▶ INPUT
· · ·

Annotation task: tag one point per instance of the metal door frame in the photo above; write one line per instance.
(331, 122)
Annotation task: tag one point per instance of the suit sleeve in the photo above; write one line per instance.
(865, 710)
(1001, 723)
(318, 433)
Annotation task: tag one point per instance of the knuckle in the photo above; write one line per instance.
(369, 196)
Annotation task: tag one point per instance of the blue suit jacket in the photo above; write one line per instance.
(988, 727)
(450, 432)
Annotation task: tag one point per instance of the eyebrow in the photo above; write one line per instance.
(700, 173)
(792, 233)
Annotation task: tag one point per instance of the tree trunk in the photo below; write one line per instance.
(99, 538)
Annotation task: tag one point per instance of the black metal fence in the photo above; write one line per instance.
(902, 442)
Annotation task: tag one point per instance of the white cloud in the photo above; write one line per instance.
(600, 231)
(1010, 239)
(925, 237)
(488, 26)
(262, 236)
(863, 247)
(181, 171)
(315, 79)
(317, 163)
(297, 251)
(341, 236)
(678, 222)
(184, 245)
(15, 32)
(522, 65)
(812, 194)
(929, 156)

· · ·

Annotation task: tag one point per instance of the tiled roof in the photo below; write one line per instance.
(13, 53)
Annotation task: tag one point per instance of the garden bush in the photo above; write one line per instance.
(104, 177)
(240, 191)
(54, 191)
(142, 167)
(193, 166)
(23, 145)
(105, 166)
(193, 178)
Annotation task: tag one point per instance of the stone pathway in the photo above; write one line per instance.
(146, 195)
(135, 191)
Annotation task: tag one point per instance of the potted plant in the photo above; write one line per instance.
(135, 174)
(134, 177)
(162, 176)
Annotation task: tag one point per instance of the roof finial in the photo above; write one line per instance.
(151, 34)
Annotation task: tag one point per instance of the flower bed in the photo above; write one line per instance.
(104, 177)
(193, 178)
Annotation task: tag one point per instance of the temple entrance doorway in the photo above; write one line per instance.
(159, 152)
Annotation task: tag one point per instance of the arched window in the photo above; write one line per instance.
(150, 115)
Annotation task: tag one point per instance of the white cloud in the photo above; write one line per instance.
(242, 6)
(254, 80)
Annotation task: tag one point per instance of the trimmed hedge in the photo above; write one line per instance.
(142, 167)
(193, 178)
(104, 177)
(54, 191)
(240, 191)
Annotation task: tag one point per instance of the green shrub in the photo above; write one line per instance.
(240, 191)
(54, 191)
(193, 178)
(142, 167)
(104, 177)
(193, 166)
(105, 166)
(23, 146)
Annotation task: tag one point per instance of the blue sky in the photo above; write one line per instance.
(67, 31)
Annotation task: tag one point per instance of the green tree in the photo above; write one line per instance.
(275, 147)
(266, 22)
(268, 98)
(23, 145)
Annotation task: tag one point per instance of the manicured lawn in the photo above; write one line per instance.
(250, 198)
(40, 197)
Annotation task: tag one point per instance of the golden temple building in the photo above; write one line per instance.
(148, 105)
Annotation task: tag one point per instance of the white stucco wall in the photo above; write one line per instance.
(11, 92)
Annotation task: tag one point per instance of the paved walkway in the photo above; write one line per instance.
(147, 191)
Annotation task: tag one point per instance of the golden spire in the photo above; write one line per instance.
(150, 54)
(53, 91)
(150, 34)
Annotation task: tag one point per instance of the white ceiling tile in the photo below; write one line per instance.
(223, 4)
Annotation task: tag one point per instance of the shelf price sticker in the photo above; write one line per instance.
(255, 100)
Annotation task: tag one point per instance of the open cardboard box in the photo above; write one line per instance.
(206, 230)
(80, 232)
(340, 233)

· · ·

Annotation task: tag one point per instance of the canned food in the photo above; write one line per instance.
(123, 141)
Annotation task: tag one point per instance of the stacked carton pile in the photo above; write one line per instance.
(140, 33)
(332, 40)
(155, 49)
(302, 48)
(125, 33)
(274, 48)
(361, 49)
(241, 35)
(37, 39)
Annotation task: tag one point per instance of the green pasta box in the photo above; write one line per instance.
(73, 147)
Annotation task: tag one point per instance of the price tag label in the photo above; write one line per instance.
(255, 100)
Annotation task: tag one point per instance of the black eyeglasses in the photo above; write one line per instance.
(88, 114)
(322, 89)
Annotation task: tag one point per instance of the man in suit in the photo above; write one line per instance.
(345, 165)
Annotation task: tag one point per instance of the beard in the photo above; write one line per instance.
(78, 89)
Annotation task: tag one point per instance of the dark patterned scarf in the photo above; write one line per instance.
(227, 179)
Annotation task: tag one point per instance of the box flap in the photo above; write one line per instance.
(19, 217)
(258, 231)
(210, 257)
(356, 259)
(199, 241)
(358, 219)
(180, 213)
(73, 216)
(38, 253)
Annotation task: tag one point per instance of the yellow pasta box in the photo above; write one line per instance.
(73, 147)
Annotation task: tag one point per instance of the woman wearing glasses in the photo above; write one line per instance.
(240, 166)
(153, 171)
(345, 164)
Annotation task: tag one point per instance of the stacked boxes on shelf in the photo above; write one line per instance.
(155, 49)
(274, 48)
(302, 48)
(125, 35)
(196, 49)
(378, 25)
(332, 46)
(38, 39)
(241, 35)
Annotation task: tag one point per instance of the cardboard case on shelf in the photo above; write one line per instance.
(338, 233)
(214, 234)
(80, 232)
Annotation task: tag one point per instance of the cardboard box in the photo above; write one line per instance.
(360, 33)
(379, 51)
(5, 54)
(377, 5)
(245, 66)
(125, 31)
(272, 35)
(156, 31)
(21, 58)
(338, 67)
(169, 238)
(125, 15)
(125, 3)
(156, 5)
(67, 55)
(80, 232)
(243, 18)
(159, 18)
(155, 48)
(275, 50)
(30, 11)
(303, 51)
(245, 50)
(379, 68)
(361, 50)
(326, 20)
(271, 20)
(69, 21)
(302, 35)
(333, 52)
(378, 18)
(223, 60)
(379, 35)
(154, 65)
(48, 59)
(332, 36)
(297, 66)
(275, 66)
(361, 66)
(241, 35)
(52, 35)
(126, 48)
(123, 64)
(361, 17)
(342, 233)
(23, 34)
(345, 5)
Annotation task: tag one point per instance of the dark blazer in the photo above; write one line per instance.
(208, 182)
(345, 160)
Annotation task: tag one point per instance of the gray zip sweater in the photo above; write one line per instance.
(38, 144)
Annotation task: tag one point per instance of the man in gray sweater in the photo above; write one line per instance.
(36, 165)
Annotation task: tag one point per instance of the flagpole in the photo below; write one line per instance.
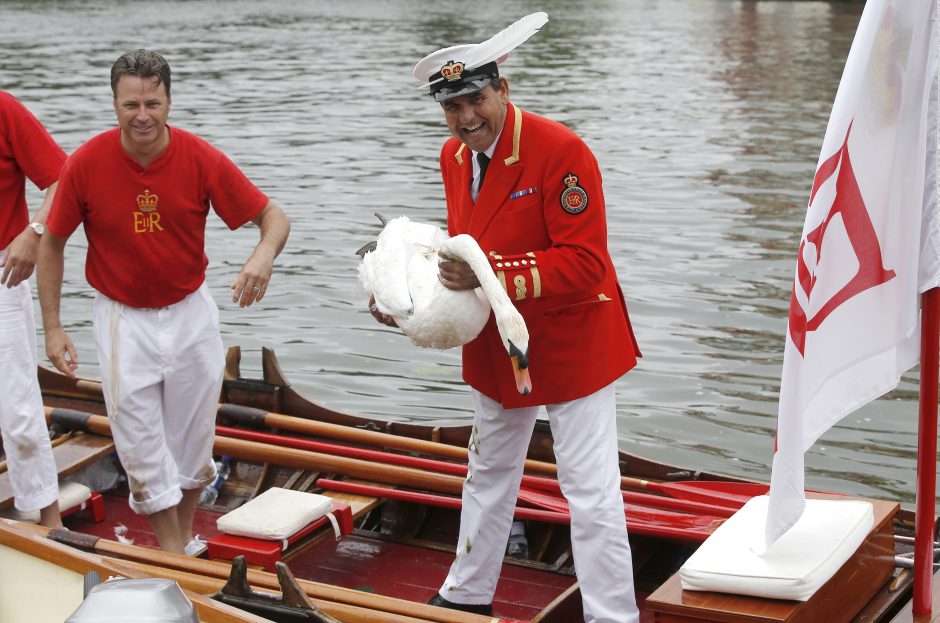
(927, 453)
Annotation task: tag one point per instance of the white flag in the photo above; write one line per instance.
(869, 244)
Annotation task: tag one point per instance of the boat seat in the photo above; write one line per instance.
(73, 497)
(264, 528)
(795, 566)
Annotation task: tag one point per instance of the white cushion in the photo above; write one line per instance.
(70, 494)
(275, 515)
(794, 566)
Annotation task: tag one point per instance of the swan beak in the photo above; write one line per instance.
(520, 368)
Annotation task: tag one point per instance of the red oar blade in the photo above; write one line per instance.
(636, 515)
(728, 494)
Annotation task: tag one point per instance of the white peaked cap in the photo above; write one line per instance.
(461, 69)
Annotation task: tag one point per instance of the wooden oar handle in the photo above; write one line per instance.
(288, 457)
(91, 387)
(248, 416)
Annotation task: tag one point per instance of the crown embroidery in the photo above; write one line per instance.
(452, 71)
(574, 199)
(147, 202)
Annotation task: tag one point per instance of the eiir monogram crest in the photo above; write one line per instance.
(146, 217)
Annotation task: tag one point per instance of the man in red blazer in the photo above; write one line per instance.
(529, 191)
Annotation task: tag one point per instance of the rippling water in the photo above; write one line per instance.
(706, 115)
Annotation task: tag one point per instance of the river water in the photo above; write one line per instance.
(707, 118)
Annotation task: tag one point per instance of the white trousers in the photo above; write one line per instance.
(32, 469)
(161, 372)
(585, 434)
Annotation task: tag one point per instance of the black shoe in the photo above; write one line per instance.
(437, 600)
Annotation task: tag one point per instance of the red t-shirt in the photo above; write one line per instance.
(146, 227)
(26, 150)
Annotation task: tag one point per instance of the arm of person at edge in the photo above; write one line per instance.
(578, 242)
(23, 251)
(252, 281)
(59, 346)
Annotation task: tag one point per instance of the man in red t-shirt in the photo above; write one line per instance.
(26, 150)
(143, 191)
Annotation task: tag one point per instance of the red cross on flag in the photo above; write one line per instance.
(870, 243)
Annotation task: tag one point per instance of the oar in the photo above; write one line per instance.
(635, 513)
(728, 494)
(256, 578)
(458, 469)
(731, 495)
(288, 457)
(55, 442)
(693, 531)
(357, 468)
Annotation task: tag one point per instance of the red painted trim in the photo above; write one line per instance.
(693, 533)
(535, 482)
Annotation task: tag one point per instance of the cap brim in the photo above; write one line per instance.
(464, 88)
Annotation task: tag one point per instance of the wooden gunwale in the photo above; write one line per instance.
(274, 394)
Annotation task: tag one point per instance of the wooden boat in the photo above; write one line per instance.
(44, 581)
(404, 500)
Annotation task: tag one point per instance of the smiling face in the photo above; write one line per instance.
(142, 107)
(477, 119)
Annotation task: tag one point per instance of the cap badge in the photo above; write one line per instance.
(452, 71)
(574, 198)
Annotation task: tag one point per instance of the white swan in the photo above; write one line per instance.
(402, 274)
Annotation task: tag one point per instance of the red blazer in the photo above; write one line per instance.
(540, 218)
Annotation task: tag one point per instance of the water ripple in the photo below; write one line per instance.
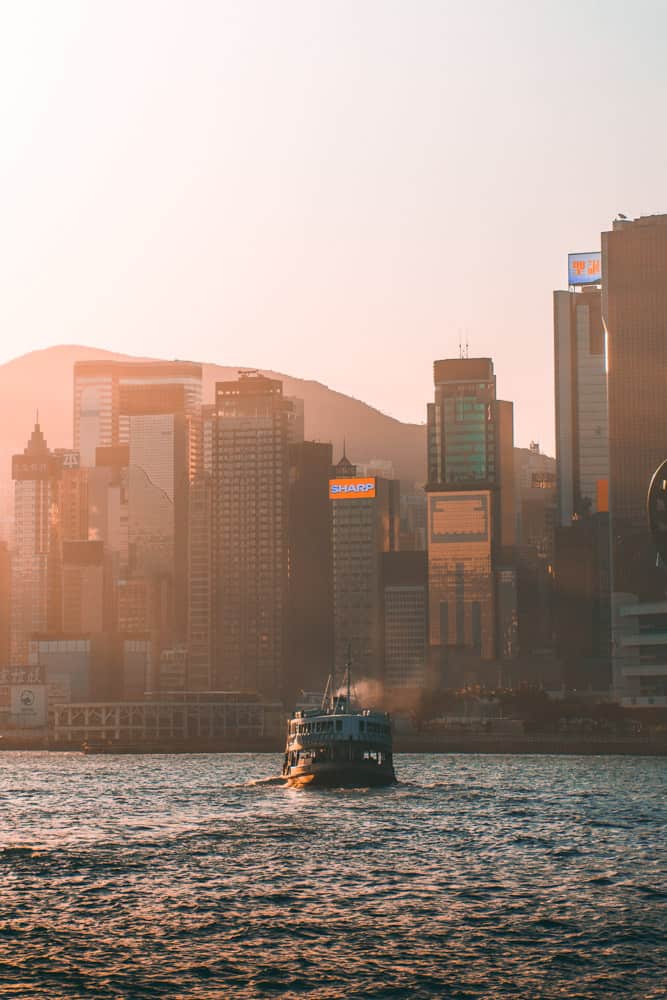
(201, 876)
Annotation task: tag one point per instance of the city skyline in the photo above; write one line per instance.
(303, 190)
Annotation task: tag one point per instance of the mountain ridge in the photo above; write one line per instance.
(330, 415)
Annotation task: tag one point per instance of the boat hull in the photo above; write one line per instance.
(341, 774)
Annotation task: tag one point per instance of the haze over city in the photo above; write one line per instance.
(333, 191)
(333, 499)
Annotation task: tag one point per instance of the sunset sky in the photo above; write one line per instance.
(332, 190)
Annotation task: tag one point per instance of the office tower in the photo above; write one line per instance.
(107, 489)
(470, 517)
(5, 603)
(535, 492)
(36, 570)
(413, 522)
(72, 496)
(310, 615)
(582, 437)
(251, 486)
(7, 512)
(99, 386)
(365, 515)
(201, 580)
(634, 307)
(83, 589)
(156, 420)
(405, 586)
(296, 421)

· · ·

▶ TASK GOAL
Please gather every line of the records above that contains the word "dark", and copy each one out in full.

▶ RESULT OF THE TASK
Annotation task: tag one point per instance of the dark patterned scarf in the photo above; write one line per instance.
Annotation task: tag one point per instance of the dark blazer in the photo above; write one line per instance.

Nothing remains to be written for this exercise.